**REQUIRED ACTIONS**
A - In the forum thread about missing the 90s, what does adpolice say they miss most of all?
B - Write out the forum thread from "wouldnt know if" up to and including "in primary school.", swapping "teacher" for "headmaster".

**DOCUMENT**
━━━━━━━━━━━━━━━━

# does any 1 miss the 90's??



## achilles88 (Aug 27, 2010)

looking through some old pictures today and i really miss the 90's early 2000's things seemed much easier and more relaxed and everyone in general was alot nicer/ easier to talk to, nowadays it seems like everyones in a never ending struggle and peoples personalitys come off quite sour and the world in general seems like not a very nice place, or has it always been this way??


----------



## AK-26 (May 29, 2011)

wouldnt know if the world was better in the 90's lol biggest problems i ever faced was the teacher telling my mum i was naughty at the end of the day in primary school.

yes i was a little lad in the 90's lol


----------



## adpolice (Oct 27, 2011)

Yeah,i do.Most of all the music culture..


----------



## J1MM333 (Sep 6, 2011)

━━━━━━━━━━━━━━━━

Records from a data source:
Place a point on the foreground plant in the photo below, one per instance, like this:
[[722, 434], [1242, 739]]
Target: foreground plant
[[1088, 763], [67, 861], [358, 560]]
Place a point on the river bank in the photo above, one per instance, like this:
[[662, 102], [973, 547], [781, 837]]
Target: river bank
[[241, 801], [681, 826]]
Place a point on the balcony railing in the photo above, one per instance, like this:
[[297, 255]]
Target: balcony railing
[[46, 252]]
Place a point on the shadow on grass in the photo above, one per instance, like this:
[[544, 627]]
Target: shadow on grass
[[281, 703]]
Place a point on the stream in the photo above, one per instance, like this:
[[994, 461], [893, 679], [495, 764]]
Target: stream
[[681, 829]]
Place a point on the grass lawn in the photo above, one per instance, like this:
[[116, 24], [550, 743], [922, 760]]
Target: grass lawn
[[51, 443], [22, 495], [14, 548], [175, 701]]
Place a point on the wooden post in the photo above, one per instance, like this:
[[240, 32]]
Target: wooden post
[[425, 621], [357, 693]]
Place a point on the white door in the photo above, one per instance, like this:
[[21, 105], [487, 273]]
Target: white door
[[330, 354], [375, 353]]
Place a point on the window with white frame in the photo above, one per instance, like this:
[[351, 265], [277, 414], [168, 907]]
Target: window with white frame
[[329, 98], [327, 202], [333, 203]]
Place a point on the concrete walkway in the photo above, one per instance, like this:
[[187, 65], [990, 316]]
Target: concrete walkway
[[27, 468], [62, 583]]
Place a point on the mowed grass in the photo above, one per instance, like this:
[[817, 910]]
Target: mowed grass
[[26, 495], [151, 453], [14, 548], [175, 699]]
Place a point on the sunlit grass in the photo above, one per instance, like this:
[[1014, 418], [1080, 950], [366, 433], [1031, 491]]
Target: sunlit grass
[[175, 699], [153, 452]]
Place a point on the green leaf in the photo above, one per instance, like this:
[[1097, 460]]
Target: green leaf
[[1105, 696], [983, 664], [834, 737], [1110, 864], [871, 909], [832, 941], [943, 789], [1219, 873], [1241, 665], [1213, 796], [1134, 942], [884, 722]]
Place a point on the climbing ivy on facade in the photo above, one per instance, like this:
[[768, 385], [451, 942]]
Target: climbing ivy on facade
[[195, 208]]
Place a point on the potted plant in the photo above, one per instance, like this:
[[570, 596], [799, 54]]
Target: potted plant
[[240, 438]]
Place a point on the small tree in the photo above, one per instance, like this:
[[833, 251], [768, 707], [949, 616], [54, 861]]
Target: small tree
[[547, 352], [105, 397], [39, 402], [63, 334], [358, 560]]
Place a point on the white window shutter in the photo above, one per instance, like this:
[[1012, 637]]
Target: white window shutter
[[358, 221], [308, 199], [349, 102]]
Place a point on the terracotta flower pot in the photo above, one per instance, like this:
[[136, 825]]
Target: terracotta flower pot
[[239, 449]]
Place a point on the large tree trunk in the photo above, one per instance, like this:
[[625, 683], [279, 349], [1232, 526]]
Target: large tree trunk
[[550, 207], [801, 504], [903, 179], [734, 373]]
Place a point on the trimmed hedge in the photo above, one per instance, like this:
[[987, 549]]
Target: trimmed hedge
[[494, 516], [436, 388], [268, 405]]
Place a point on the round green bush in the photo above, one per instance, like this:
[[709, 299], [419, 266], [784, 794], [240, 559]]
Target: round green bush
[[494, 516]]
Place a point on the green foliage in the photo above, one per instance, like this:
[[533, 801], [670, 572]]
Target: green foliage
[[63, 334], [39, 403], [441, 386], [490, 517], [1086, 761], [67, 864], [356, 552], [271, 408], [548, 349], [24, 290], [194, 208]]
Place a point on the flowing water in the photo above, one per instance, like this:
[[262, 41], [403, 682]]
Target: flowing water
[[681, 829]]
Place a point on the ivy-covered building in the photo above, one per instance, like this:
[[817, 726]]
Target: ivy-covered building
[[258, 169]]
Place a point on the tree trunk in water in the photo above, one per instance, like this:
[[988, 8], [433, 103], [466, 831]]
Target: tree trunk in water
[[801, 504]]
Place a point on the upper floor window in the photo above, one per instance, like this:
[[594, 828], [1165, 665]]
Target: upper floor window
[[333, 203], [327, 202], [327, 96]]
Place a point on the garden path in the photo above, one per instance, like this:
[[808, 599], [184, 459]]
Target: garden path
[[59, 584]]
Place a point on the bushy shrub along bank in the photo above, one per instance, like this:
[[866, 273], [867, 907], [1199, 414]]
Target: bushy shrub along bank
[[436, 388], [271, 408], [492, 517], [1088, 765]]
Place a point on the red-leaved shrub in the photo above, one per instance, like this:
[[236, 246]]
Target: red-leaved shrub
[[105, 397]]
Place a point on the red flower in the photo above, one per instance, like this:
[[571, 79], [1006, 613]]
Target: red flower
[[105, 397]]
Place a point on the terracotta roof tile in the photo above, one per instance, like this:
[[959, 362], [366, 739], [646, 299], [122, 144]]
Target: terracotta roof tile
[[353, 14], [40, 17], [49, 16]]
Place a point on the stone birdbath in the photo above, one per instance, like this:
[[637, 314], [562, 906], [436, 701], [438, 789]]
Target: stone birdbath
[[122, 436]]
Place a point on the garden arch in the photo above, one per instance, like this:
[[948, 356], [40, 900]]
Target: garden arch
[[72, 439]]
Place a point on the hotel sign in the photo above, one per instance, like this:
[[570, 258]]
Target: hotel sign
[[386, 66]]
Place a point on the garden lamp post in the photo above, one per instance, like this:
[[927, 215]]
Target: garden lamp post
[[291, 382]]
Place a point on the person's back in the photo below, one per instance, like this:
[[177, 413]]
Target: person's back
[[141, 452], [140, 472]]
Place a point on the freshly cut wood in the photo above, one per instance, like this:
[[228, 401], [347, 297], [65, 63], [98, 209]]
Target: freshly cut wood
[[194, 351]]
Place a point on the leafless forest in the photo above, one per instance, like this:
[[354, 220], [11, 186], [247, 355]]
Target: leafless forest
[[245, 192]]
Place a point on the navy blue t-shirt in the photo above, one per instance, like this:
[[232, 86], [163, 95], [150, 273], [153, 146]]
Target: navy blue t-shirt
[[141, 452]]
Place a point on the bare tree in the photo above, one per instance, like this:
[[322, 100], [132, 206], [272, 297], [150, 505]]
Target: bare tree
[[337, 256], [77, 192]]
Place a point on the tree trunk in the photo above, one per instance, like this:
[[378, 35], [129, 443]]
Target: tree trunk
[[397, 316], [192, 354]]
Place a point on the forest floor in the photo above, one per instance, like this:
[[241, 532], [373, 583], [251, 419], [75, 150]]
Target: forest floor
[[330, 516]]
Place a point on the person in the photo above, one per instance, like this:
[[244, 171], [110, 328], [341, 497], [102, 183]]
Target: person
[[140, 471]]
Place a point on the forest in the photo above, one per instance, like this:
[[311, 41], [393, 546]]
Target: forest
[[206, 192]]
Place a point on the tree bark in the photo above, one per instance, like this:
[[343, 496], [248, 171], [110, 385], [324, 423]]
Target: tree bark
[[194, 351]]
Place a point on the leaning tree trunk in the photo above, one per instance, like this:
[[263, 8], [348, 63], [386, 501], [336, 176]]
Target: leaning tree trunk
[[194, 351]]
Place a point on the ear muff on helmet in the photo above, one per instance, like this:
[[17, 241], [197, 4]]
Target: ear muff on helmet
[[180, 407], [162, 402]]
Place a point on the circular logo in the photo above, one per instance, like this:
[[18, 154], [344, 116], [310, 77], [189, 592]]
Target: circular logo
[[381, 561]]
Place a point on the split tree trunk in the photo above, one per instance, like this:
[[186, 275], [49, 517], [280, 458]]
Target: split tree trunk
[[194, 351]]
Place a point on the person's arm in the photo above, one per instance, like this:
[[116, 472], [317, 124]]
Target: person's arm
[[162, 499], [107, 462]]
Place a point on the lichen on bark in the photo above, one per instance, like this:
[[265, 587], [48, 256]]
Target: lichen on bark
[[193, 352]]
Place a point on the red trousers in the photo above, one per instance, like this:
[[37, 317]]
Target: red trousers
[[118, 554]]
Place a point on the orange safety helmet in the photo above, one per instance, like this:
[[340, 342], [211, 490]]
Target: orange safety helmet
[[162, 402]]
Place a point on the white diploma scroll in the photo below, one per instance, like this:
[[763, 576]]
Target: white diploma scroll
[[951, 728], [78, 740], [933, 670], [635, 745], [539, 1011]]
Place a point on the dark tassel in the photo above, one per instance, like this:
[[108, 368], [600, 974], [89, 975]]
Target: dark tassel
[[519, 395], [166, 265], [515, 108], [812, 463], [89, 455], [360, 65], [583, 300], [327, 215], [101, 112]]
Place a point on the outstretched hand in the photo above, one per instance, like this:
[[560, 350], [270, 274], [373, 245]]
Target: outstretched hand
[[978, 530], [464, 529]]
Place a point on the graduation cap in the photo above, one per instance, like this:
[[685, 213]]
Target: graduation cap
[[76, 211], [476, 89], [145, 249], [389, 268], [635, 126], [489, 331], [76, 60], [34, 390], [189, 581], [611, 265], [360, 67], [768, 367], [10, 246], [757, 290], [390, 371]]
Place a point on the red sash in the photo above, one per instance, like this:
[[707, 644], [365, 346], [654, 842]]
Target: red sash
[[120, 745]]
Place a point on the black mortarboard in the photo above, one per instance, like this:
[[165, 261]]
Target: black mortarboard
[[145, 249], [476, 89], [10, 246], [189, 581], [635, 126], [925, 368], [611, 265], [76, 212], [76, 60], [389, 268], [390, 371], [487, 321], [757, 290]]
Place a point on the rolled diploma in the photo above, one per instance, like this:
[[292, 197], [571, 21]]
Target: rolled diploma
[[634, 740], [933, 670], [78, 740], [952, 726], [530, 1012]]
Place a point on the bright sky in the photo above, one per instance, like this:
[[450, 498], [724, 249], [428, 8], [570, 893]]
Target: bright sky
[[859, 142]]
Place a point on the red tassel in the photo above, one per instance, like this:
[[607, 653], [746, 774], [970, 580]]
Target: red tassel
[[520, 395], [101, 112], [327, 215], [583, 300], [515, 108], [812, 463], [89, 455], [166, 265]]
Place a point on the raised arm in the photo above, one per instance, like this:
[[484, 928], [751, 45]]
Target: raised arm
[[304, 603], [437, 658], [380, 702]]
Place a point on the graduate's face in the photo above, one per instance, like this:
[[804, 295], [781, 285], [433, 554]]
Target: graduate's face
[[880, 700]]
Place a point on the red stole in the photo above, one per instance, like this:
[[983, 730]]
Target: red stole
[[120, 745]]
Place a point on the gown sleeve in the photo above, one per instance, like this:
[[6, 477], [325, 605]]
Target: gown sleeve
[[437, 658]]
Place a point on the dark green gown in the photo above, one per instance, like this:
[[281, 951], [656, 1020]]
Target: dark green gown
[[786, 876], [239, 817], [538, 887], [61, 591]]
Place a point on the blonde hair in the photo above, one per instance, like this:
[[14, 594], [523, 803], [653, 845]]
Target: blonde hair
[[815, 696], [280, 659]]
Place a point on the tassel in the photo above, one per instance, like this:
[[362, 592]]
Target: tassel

━━━━━━━━━━━━━━━━

**OUTPUTS**
A - The music culture.

B -
wouldnt know if the world was better in the 90's lol biggest problems i ever faced was the headmaster telling my mum i was naughty at the end of the day in primary school.